## OBJECTIVE
Pick out each line in the listing below that contains the word "frame" and copy those lines out in full.

Records of labeled points
▬▬▬▬▬▬▬▬▬▬

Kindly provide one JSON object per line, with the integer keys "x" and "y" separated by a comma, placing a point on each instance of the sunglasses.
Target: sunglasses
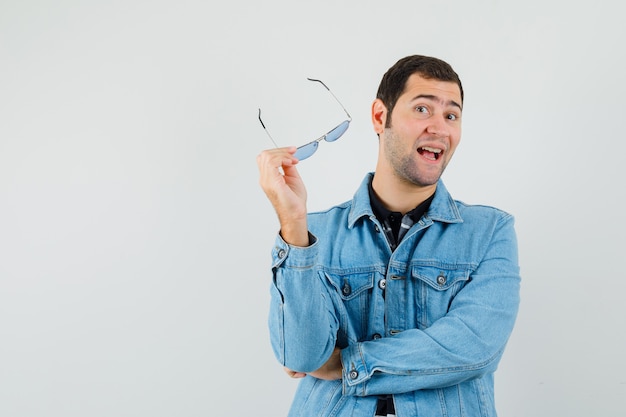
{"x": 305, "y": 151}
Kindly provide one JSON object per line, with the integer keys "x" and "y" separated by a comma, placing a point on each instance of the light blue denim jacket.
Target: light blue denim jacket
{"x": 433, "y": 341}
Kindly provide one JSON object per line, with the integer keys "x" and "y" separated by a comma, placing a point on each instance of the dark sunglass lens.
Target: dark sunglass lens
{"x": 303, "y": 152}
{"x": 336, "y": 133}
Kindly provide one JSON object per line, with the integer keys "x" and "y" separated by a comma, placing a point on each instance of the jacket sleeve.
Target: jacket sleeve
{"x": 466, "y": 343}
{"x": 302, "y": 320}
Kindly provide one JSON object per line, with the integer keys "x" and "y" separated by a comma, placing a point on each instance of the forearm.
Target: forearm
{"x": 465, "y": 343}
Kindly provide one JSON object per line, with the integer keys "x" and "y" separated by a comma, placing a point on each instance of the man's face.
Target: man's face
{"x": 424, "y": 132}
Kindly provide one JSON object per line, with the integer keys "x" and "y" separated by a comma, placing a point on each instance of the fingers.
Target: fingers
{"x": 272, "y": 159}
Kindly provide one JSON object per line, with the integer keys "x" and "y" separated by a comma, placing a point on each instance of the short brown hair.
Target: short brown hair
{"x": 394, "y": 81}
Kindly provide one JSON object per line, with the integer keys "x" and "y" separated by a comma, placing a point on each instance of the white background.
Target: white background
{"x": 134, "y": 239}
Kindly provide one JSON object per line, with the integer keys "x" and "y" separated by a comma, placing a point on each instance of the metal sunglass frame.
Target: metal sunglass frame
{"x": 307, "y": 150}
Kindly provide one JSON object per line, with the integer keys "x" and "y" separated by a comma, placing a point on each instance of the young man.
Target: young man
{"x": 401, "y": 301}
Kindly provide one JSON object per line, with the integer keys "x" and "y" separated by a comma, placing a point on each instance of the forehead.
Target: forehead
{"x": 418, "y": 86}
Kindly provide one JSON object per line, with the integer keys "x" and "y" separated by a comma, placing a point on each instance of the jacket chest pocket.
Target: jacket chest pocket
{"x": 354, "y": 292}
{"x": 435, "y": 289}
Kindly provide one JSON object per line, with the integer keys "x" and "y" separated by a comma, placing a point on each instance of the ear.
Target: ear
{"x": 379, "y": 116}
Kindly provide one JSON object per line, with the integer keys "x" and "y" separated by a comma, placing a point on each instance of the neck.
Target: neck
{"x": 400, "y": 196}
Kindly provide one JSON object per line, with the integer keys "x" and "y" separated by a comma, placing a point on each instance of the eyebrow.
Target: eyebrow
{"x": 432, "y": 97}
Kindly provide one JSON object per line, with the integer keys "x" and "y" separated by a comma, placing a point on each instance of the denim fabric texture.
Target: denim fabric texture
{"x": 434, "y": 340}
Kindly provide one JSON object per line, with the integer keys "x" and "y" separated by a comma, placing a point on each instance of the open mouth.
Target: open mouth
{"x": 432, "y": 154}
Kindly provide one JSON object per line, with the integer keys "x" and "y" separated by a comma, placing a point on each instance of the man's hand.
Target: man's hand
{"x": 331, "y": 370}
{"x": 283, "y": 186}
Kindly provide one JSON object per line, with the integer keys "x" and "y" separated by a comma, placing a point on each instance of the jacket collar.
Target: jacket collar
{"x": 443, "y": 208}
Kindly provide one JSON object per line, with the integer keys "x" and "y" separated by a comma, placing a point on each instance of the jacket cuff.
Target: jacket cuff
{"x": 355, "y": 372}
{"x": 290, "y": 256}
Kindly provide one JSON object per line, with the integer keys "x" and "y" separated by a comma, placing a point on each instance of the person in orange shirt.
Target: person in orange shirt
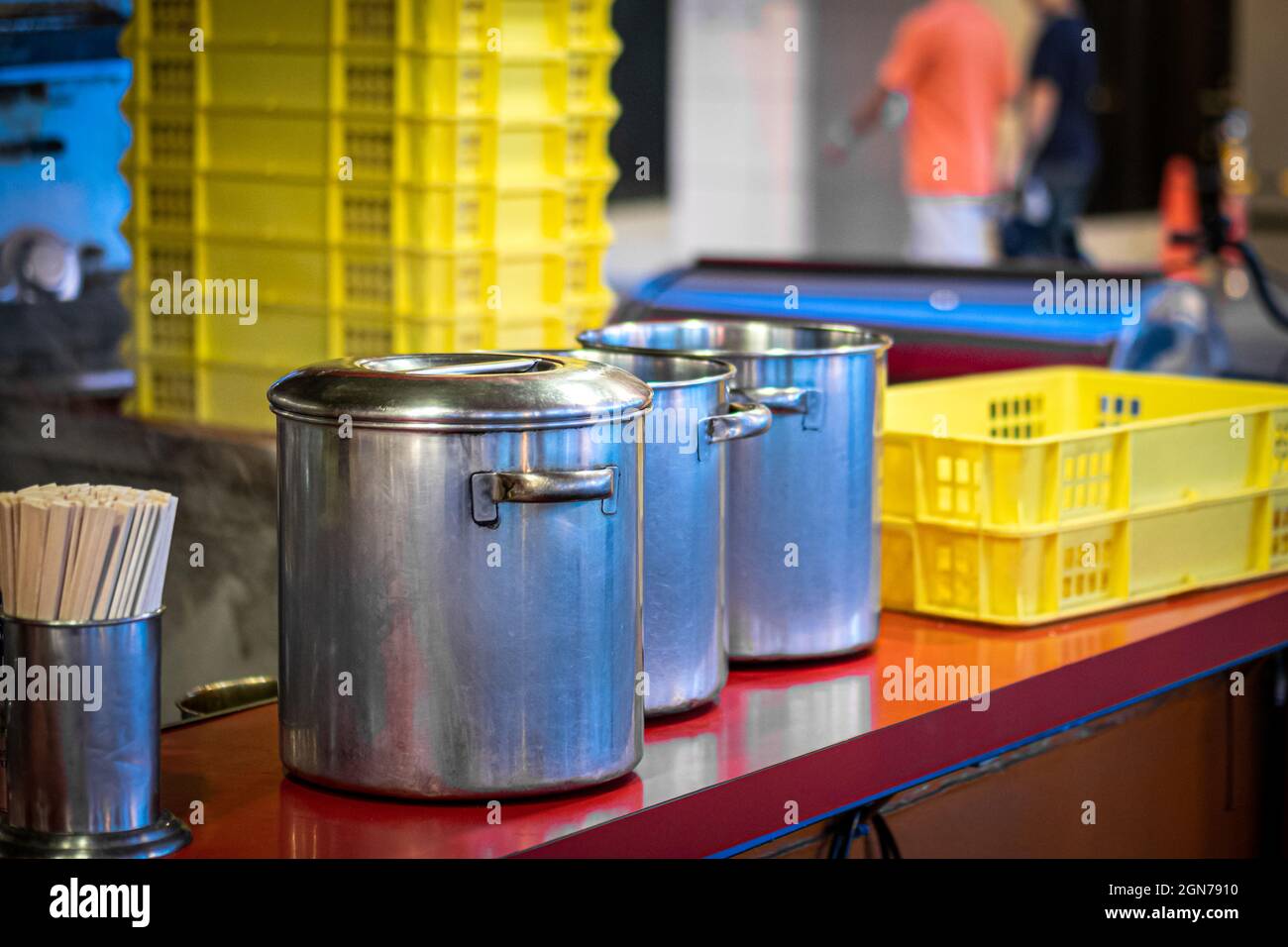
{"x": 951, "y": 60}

▬▬▬▬▬▬▬▬▬▬

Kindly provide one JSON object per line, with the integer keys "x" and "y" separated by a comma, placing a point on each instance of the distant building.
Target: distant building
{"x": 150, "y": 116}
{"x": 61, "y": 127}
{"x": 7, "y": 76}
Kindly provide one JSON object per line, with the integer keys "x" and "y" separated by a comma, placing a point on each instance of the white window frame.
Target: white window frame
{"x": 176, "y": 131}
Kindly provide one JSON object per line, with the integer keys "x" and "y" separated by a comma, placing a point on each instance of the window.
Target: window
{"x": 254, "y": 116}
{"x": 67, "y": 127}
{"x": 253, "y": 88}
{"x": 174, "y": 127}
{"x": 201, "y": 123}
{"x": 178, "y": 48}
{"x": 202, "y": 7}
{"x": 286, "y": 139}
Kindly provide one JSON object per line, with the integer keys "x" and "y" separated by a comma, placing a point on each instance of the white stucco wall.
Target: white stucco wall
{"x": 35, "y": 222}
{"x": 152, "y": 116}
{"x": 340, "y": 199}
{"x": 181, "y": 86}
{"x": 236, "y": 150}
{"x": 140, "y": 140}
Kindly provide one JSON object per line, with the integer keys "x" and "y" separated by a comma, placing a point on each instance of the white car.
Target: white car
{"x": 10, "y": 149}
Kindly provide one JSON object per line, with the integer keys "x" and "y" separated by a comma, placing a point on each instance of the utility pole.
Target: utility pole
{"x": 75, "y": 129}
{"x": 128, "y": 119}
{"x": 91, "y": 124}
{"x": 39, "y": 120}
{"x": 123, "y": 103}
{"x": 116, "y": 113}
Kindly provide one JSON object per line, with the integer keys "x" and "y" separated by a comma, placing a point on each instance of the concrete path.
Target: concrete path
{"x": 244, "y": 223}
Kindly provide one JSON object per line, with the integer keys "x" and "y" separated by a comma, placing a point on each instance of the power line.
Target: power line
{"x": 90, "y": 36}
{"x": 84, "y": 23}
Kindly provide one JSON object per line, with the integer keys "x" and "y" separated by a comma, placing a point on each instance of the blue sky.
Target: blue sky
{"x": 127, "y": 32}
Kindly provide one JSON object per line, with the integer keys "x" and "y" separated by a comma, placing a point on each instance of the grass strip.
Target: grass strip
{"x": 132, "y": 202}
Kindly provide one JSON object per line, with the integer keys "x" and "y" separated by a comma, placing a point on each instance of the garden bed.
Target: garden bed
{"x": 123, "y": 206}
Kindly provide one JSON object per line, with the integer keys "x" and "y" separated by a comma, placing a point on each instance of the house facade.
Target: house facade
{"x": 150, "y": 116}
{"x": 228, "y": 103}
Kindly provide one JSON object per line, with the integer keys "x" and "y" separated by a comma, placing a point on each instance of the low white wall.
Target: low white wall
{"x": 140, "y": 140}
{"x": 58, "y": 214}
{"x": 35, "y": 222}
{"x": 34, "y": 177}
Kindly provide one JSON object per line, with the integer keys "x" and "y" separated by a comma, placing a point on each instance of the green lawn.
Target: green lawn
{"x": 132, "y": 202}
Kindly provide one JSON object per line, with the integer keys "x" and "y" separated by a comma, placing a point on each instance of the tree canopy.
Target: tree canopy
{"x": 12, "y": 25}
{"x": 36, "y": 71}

▬▬▬▬▬▬▬▬▬▬

## TASK OUTPUT
Kindly provide one JSON object per line, with the integer keys "x" and "y" separated by a comma, placing a point on each instance of the metal sunglass frame.
Target: metal sunglass frame
Kindly provide one JSON object per line, with the integer keys "x" and "y" separated by a comma, placing a point on each instance of the white window frame.
Target: white window frame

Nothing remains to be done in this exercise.